Please give the records again from the line with "Target: clear blue sky" through the end of the records, changing "thickest part" to "widest part" and leaving everything else as it is.

(Records for identifying positions)
* * * * * * *

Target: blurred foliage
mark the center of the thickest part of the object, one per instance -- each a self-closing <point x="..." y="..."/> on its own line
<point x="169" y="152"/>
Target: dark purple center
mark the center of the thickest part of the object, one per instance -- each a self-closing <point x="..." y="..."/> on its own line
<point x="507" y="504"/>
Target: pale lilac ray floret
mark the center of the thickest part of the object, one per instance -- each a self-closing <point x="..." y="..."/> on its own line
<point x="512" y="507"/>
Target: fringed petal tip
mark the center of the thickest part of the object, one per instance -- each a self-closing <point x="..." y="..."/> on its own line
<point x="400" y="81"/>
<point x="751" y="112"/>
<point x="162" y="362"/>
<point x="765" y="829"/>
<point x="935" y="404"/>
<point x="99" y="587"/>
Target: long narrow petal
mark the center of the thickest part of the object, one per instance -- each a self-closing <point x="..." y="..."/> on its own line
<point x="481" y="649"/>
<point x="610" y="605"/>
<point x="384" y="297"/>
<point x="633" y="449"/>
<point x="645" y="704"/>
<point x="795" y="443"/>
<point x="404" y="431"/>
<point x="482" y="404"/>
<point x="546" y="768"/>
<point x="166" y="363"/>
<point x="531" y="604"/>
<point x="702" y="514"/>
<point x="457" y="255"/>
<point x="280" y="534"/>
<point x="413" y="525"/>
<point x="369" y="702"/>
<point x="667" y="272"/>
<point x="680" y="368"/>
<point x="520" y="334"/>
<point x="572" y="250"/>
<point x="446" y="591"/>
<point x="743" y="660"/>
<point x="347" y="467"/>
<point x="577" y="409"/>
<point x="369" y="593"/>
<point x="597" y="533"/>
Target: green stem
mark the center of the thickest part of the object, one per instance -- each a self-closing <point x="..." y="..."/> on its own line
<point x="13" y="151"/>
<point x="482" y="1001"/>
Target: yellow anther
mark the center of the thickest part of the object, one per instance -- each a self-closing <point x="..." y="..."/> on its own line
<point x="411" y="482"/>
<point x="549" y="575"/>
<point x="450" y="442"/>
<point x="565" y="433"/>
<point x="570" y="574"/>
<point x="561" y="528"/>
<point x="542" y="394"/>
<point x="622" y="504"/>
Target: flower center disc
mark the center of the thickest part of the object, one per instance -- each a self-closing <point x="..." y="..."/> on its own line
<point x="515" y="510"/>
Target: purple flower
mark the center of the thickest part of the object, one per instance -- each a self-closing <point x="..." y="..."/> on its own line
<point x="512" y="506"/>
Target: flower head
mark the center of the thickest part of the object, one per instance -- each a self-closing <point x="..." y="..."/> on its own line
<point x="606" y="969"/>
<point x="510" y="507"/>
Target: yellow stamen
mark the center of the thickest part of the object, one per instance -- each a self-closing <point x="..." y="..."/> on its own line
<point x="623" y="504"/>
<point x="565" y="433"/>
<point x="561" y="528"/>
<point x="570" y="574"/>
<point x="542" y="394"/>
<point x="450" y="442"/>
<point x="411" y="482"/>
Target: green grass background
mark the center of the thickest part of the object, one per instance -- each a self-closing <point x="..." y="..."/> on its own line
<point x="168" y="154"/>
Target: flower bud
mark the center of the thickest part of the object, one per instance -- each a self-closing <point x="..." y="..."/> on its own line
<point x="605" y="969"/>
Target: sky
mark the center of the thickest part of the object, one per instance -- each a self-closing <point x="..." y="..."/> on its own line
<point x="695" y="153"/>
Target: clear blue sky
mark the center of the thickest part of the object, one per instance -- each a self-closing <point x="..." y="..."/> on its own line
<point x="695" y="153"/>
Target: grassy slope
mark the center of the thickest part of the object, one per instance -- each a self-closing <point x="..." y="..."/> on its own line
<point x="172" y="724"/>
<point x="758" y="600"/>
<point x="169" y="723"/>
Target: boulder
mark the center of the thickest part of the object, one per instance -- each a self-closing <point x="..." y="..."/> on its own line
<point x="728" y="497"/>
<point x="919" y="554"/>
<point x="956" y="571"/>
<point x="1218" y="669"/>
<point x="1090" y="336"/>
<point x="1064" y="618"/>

* * * * * * *

■ Task output:
Target: clear blue sky
mark the center of the widest part of the object, one per instance -- each a self-closing <point x="..." y="..."/> on its own line
<point x="695" y="153"/>
Target: grassy slope
mark the center of the widest part of the object, one per instance -- each a self-closing <point x="..." y="..."/> on its own line
<point x="172" y="724"/>
<point x="758" y="600"/>
<point x="169" y="723"/>
Target: boulder
mark the center of the widest part of the object, one per instance -- each a self-closing <point x="..." y="..."/> on its own line
<point x="728" y="497"/>
<point x="919" y="554"/>
<point x="956" y="571"/>
<point x="1218" y="669"/>
<point x="1090" y="336"/>
<point x="1064" y="618"/>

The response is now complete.